LISTED RECORDS:
-*-*-
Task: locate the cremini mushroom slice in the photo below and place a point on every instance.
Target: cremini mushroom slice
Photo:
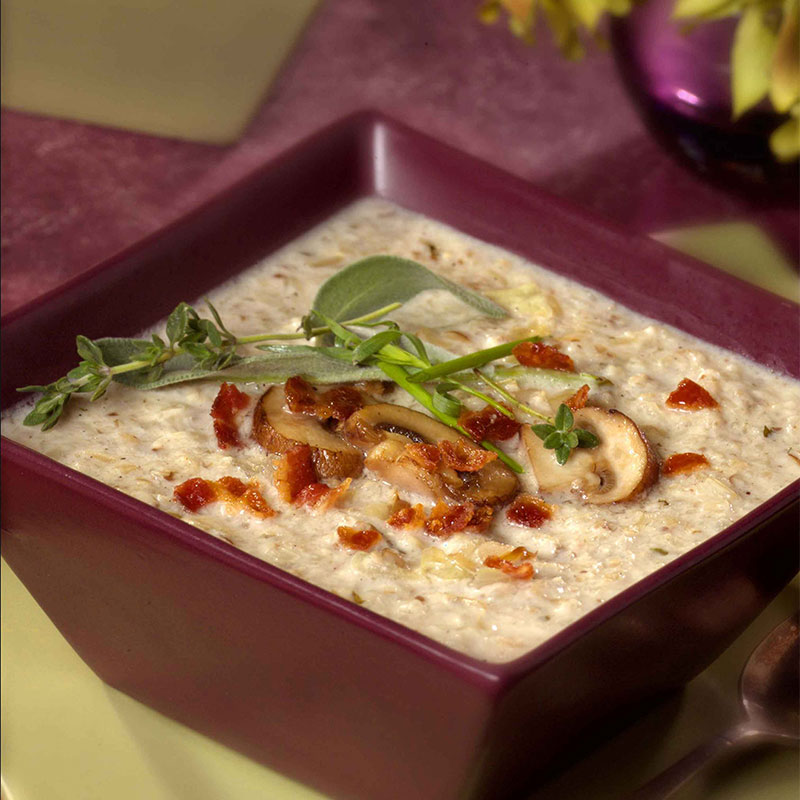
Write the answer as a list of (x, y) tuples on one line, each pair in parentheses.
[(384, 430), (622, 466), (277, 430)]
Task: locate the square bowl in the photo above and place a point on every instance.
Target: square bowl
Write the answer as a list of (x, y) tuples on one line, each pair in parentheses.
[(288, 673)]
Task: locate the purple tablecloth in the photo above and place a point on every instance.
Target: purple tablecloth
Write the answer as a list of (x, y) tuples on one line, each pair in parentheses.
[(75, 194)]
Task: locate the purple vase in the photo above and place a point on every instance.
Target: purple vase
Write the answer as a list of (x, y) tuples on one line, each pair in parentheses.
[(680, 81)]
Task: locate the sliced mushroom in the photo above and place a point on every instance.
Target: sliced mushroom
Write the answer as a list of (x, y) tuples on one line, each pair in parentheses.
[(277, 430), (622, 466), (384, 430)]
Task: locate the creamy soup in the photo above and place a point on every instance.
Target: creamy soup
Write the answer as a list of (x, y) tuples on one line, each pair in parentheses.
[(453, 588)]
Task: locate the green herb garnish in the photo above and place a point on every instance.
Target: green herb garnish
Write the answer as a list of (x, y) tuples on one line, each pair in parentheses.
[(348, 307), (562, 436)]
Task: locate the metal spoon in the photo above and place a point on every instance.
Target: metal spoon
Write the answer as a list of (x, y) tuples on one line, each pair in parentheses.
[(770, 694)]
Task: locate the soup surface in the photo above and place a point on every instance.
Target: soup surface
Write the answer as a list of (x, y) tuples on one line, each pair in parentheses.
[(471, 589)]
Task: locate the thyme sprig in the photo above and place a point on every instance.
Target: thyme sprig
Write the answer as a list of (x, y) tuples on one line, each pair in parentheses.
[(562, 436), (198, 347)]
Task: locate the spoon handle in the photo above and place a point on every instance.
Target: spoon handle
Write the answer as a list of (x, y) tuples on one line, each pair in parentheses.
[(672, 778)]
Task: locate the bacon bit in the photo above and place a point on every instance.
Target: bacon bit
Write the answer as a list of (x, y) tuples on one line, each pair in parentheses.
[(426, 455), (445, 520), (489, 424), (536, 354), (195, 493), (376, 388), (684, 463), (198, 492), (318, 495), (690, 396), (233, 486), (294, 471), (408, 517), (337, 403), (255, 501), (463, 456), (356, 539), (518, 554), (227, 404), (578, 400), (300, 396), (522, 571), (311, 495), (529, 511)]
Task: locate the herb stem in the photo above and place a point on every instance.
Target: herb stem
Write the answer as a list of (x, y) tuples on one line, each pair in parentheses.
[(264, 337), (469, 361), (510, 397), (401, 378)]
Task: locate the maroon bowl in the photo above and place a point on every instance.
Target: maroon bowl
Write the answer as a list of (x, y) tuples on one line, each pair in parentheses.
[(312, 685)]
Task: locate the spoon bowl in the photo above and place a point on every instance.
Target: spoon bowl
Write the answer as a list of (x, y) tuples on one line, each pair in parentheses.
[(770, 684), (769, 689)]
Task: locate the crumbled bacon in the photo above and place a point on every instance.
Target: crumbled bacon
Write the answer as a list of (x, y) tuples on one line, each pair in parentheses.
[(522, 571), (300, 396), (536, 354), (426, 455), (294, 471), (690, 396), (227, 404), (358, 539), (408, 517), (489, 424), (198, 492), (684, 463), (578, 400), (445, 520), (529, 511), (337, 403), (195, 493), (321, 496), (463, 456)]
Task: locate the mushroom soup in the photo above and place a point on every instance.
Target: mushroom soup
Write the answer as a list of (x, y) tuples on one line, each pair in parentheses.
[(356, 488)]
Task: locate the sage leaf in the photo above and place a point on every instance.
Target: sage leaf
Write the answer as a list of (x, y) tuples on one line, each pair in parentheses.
-*-*-
WHAT NEEDS TO BE DONE: Please write out all of the data above again, substituting "mark" for "place a point on" wherever it occurs and leaving everything else unchanged. Omit the pictures.

SOLUTION TO THIS EXERCISE:
Task: locate the cremini mushroom slice in the photo below and mark every instance.
Target: cremini mushroom slice
Photo:
Write the answer as a list of (x, y) tuples on one line, each pair in parentheses.
[(384, 430), (622, 466), (277, 430)]
Task: locate the square bowl in the photo above and mark every instance.
Target: square bowl
Write the answer as a list of (x, y) tuples on one line, each pair in parentheses.
[(288, 673)]
Task: locate the purple tablecloth in the photo above and mark every instance.
Target: purple tablecloth
Write the answer as a list of (x, y) tuples on one line, each pair in parentheses.
[(75, 194)]
Task: locate the purple vase in the photo above and mark every instance.
Target: purple vase
Write the answer as a list of (x, y) tuples on one line, each pair in parentheses.
[(680, 81)]
Task: locate the sliced mushroom in the photo above and mark every instance.
Target: sliced mushroom
Write the answer as a list of (x, y) tuples on one line, each pair in parentheses.
[(277, 430), (622, 466), (384, 430)]
Task: locate the creamy soup in the photo above and mark every instance.
Target: creamy soup
Write the answer as a list of (x, y) tuples on one line, each pair in parentheses.
[(453, 588)]
Task: locate the green herb garnish in the photo above and mark every instance.
Target: green herb garnish
Write the answer as a list of (x, y) tuples on one line, each pair in parentheses.
[(348, 307), (562, 436)]
Task: locate the metal spoon in the photo above and mark every instance.
Target: metal spoon
Write the answer as a list of (x, y) tuples on one line, each pair in parentheses.
[(770, 694)]
Task: locate the soup surface in the photo above and mark every instance.
Target: soup surface
Write the answer as a list of (x, y) tuples on one line, each pair in parentheses.
[(471, 589)]
Task: locate the thyme sprig in the photo above and mark every instance.
Target: thyme sprig
Write the answer as a list of (x, y) tuples on one line, each pair in parentheses.
[(562, 436), (198, 347)]
Task: locate the spoon handle in the photo above and mark every instance.
Target: spoon handle
Write the answer as a list of (x, y) tuples on one line, each pair in parentheses.
[(672, 778)]
Task: locate the bacon bit in the photo above and mark every instance.
Target: bacon bit
Write the answer as a list of (x, y) tuples on one line, each pair in parentheses.
[(426, 455), (445, 520), (489, 424), (536, 354), (195, 493), (376, 388), (684, 463), (198, 492), (318, 495), (690, 396), (233, 486), (294, 471), (408, 517), (337, 403), (255, 501), (463, 456), (356, 539), (518, 554), (227, 404), (578, 400), (300, 396), (522, 571), (311, 495), (529, 511)]
Task: locate the herb stem in the photo above and mark every instance.
Target: herb stem
Write the answer as a list of (x, y) tuples on one line, each pair in parentheses.
[(264, 337), (469, 361), (510, 397), (401, 378)]
Task: locate the maroon bowl in the photo above and mark every instance.
Target: maroon bowl
Write the answer as a list of (x, y) tuples on one line, each pair in parentheses.
[(312, 685)]
Task: locate the spoon bowl in the photo above and mark every instance.
Target: spoon bowl
Write the answer as a list of (x, y) tuples on one line, each pair in parentheses.
[(770, 684), (769, 689)]
Task: locate the crumbled bacon in the photo above and mark every instance.
Target: crumbled bacon
Write the answer as a list of (x, y) tuples on one line, each pair in parentheses.
[(522, 571), (300, 396), (536, 354), (426, 455), (294, 471), (690, 396), (227, 404), (358, 539), (408, 517), (489, 424), (198, 492), (684, 463), (578, 400), (445, 520), (529, 511), (337, 403), (195, 493), (321, 496), (463, 456)]
Task: locate the mushroom soup in the photo above and mark every instance.
Target: mushroom soup
Write the answer as a list of (x, y) tuples on one line, each pair in parentheses.
[(356, 488)]
Task: locate the sage leaf in the photo above and mark every instance.
Target: sage leaf
Write the answer as a list of (x, y) tuples on one line, each pair in parentheses.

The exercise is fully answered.